Selected extract:
= = = = = = =

Friday, September 17, 2010

Two words you don't want to hear

Two words you don't want to hear - Threatened Miscarriage. After the bleeding stopped Thursday, it started up again on Thursday night. I still didn't have any cramping but I did have a heavy feeling. James and I contemplated going up to the hospital but decided to wait until morning and go and see Warren.

After a restless night, I woke at 6am and called Warren who said to come in straight away. So we all quickly got showered, breakfasted and dressed and were out the door by 6:30 am. I was pretty impressed with that.

He did another scan, and there is bubba, wriggling away. But right next to it you could quite clearly see where the bleed was. Warren said that it was on the edge of the placenta but not the placenta itself. He also thought that the placenta was sitting quite low so I might have placenta praevia but wasn't really sure. He thought that the bleeding had mostly stopped for the time being.

= = = = = = =

Information shown:
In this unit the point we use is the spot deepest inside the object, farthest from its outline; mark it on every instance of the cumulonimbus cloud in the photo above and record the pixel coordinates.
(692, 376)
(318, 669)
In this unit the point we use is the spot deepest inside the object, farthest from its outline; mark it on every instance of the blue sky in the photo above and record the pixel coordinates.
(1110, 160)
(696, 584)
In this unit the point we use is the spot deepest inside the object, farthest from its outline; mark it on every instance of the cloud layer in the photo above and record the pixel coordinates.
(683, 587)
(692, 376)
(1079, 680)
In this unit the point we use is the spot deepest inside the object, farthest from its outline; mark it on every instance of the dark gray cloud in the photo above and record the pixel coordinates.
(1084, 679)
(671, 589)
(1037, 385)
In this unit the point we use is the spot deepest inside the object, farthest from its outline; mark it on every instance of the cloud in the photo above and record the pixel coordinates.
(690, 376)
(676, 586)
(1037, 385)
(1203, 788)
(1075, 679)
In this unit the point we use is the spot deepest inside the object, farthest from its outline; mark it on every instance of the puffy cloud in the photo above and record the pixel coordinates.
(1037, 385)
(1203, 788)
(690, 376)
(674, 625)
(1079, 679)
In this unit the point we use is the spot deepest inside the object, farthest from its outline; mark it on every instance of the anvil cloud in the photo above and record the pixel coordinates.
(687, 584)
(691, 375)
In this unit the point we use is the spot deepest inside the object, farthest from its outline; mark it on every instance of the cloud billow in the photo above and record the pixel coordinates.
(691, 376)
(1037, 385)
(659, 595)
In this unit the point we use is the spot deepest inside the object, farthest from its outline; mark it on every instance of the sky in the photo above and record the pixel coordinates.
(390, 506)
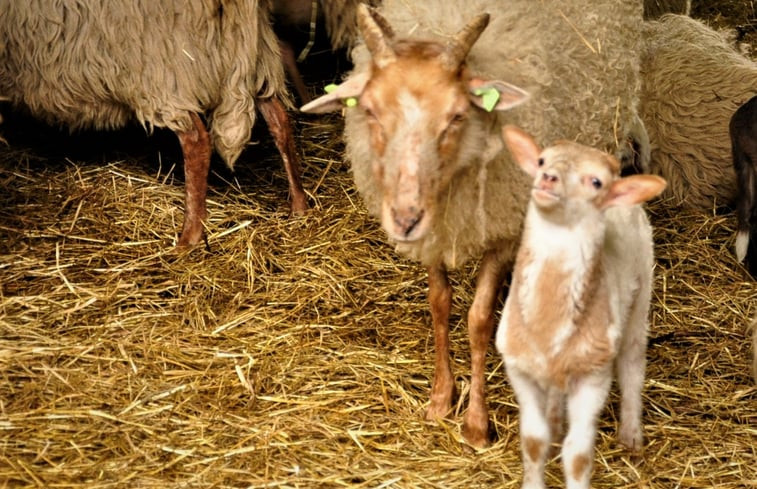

= = = = = = =

Work request A:
Answer these questions from the diary entry about a threatened miscarriage:
(i) At what time did the writer wake and call Warren?
(ii) By what time were they out the door?
(iii) According to Warren, where was the bleed?
Work request B: Reproduce word for word the part of the diary entry about a threatened miscarriage that opens with the words containing "He did another" and closes with "the time being.".
Work request C: Carry on the diary entry about a threatened miscarriage, starting after its final sentence.

Response A:
(i) 6am
(ii) 6:30 am
(iii) On the edge of the placenta, but not the placenta itself

Response B:
He did another scan, and there is bubba, wriggling away. But right next to it you could quite clearly see where the bleed was. Warren said that it was on the edge of the placenta but not the placenta itself. He also thought that the placenta was sitting quite low so I might have placenta praevia but wasn't really sure. He thought that the bleeding had mostly stopped for the time being.

Response C:
Warren did say that he thought we would be ok, but I guess there are no guarantees in anything. He prescribed another drug that is not commonly used and is an anti-fibrinolytic which is supposed to stop the bleeding. He assured me it is safe to take, and I trust him, but it is one more drug to add to the already large cocktail. He also thinks I should be on bed rest but said I could do my last day at work since it was an office day. He didn't think picking up Charlotte was causing it, he really didn't know what was.

So I went to work and finished up all of my discharges and charts. I felt really bad as my manager wanted to extend my locum again and I had to say no. I feel like I've let him down and the team down as they are so desperately short staffed. But I was glad to finish and by the end of the day had wished that I had stayed away as when I got home there was more bleeding.

It seems to have slowed now - just that yucky brownish blood but I am still so anxious. James has been wonderful but I know he is so stressed too. I'm not on strict bed rest, just not supposed to go out of the house but I'm a bit too anxious to do much other than lie on the couch. And on top of that Charlotte has a mild (at the moment) case of conjunctivitis!

I managed to move my OB appointment up to this coming Thursday so I am looking forward to seeing her and talking about what we need to do now. I will let her advise me on whether I go back to work or not, and what drugs I stay on, although Warren said I can stop the progesterone and oestrogen tablets (I run out on Sunday) but to stay on the pessaries for a while. I guess we will have a quiet few days around here! Hopefully!